§ **Text segment**
══════
Ask HN: How to sell SaaS? - mistiaen

Hi there,<p>Me and my co-founder built an analytics SaaS. We now need to sell it. Next to doing press releases and advertising, we want to use affiliate marketing and are busy with a white label program. Do you have other suggestions on sales/marketing? 
I also wonder how Campaignmonitor and Mailchimp boosted their sales. Anyone knows?<p>Thanks!
======
iworkforthem
Here's a few ways to market your Saas.

\- create web visitors badges for your users to embed in their website. WOW
work best!

\- difficult pricing models for different groups of users, less than 200k
visitors(free), paid versions for more than 200k visitors. targeted is easier
to sell.

\- do more videos on these themes; how to use it step by step guide? how this
service bring in actual sales for your customers or you? need to see just by
paying a few bucks, user is able to bing in hundreds or thousands for their
businesses.

\- paid version for another who does a review of your services on their blog,
this won't hurt you now, there is no need to scale anything now.

\- if you have no list, it's not likely that Campaignmonitor/Mailchimp will be
any useful to you. even if you have a list, if it is not targeted, it's not
useful too. current CTR is only at 0.3%, just imagine how many emails you need
to convert emails to leads and then to sales.

------
jtbigwoo
Traditional advertising is expensive, even online. A few guerrilla strategies
work well:

-become an expert in real life. Contact conferences related to your speciality and offer to give a presentation on a relevant topic. Contact publications and offer to write a "business forum"-type feature.
══════
§ **Raw data**
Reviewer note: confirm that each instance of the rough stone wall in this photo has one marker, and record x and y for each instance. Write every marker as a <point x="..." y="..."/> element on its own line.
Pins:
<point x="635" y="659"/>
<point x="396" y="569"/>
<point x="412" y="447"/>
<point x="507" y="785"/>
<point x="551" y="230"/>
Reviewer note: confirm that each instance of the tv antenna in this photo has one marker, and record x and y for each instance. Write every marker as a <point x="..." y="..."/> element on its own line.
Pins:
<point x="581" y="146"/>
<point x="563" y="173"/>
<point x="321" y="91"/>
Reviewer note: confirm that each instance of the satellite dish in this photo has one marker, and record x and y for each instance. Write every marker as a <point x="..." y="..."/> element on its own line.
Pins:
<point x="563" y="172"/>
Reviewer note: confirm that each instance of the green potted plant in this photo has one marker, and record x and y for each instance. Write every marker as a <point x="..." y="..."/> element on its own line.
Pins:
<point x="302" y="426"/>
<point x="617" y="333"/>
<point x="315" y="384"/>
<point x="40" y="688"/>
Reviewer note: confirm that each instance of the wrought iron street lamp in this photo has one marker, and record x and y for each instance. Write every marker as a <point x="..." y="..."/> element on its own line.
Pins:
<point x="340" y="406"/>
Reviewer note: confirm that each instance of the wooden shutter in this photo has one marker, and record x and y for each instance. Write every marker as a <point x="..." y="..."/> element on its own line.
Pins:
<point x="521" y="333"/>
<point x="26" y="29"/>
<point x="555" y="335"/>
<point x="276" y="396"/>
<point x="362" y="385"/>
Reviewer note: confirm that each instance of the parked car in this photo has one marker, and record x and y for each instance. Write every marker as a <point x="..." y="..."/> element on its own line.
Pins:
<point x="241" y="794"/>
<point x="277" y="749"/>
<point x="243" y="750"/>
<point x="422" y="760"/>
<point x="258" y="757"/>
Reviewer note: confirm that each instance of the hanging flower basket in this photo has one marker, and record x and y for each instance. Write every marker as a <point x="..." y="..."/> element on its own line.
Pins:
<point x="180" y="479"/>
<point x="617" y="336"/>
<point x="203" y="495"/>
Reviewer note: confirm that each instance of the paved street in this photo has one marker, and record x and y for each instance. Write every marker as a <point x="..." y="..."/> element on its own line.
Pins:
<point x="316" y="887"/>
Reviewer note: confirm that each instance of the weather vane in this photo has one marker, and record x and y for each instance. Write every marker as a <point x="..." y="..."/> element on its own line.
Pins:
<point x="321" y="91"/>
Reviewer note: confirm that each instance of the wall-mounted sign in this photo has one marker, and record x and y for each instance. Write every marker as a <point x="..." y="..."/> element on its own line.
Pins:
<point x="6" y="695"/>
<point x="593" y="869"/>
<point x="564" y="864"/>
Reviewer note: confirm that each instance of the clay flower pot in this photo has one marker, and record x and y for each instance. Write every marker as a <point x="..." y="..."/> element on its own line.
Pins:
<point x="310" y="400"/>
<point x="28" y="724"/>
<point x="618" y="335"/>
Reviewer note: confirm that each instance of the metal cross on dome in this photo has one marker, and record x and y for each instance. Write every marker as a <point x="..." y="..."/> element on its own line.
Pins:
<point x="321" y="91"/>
══════
§ **Instructions**
• A. In the thread about selling SaaS, rewrite the passage starting at "Ask HN: How" and ending at "suggestions on sales/marketing?", changing "co-founder" to "business partner".
• B. Pick up the thread about selling SaaS after its last sentence and keep it going.
The entries have no role here.

§ **Task results**
• A.
Ask HN: How to sell SaaS? - mistiaen

Hi there,<p>Me and my business partner built an analytics SaaS. We now need to sell it. Next to doing press releases and advertising, we want to use affiliate marketing and are busy with a white label program. Do you have other suggestions on sales/marketing?

• B.
-become an expert online. Make an online presence (blog, twitter, etc.) and make sure to refer

-If your product has reasonably wide appeal, business reporters are always looking for easy profile stories. Call your local paper and any locally based business magazines or tabloids.

-If you can find a PR agent who fits your price range and has good connections, he/she can do the work of getting you speaking engagements, profiles, articles, etc. A lot of PR agents simply send out form letters and press releases so make sure they give you a clear plan of attack before you sign up.

------
mikecuesta
\- Try contacting web design/dev shops and giving them an incentive rate to
offer your product to their clients

\- Do some case studies including before and after scenarios on existing
clients

\- Referral programs can work great. reach out to your existing clients (if
any) and ask them for their help

Best of luck!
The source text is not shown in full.